_Exercise requirements_: Wherever the string "stone" appears in the records, return the line that holds it.

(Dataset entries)
★ ★ ★ ★ ★ ★ ★
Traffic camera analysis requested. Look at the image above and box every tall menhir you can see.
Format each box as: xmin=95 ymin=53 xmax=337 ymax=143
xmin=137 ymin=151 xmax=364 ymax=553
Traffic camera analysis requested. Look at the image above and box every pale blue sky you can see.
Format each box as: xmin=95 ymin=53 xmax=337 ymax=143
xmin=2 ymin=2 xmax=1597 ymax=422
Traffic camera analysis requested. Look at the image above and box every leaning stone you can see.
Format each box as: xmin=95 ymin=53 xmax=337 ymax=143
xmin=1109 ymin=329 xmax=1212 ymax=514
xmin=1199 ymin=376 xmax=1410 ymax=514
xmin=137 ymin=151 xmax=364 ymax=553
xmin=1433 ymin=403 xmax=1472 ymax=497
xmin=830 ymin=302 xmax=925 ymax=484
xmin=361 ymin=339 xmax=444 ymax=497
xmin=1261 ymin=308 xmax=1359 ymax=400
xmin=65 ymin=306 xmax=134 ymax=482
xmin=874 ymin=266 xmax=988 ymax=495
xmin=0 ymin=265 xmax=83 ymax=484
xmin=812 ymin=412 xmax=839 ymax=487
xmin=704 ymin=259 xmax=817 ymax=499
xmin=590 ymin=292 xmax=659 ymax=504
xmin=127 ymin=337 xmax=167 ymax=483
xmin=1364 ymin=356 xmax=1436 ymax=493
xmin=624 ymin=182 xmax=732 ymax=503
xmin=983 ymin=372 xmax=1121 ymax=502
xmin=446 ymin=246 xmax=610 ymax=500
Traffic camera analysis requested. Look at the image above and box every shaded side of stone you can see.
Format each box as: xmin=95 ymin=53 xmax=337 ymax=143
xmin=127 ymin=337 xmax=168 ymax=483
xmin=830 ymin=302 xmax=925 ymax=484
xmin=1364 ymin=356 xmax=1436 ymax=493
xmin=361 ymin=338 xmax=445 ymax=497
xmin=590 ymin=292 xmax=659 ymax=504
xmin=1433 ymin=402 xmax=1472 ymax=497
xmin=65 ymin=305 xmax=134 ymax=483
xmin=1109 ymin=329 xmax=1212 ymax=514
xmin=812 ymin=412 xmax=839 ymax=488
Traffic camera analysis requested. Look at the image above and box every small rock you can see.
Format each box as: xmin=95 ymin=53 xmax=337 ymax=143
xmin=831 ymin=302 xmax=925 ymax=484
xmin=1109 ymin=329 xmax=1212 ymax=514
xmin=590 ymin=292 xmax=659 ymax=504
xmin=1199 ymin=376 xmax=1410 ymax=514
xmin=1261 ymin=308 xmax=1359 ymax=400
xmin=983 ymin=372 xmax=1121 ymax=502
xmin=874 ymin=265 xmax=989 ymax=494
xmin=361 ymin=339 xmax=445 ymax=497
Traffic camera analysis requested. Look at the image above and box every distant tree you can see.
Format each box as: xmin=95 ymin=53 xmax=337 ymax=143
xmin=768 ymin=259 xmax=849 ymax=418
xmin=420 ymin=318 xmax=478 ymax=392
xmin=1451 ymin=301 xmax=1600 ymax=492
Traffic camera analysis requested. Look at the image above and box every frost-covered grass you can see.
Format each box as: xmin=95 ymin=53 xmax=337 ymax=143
★ ★ ★ ★ ★ ★ ★
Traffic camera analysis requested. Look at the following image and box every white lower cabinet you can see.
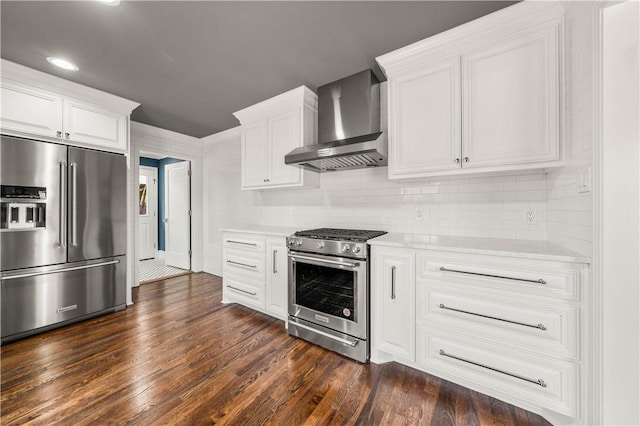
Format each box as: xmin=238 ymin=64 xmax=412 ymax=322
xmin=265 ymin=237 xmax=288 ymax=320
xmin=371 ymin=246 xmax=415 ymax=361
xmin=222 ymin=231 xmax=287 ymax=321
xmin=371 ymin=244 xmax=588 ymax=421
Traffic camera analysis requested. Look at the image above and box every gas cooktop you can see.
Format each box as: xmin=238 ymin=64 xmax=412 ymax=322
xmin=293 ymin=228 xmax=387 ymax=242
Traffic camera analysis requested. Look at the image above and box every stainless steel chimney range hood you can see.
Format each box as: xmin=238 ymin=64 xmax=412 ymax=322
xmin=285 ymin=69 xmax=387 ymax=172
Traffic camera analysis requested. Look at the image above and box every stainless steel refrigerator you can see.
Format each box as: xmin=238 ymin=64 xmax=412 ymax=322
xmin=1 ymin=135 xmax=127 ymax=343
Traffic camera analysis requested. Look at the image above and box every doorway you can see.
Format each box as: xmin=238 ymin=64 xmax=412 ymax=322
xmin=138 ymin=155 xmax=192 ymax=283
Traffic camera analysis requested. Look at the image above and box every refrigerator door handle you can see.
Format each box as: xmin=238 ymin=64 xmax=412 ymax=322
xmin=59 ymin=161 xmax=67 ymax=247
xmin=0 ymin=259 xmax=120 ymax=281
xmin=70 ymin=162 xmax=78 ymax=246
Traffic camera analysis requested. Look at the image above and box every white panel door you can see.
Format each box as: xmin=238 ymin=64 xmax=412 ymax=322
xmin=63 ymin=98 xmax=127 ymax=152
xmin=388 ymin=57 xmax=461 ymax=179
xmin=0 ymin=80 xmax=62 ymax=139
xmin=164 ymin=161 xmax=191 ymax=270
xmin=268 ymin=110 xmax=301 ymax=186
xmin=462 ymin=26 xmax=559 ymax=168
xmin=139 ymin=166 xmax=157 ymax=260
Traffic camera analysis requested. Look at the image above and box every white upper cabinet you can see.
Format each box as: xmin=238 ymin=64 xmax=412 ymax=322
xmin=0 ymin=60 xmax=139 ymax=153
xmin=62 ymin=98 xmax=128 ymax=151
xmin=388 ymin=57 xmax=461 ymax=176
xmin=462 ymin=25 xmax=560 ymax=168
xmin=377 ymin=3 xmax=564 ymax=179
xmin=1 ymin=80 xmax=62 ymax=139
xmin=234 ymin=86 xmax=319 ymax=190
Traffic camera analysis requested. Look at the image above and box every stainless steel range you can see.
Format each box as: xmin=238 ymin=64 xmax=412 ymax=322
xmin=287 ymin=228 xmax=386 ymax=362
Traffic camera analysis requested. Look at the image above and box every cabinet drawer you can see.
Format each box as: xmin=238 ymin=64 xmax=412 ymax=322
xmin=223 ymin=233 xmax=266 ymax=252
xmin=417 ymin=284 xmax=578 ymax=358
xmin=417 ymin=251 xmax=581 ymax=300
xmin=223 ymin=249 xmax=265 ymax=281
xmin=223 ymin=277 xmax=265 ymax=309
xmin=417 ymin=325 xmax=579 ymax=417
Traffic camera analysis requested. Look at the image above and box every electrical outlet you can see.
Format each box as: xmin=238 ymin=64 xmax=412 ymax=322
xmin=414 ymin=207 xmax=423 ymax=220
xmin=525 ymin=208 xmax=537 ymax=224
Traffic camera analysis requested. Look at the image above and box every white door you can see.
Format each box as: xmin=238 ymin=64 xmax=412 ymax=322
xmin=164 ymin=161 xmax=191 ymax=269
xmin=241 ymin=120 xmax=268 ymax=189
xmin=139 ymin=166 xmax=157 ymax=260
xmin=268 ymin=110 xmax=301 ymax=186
★ ★ ★ ★ ★ ★ ★
_Solution for this problem_:
Traffic camera analysis requested. Look at the image above and box every leaning stone you can see.
Traffic camera analysis requested. Look at the image above and box every shaded side of stone you can see.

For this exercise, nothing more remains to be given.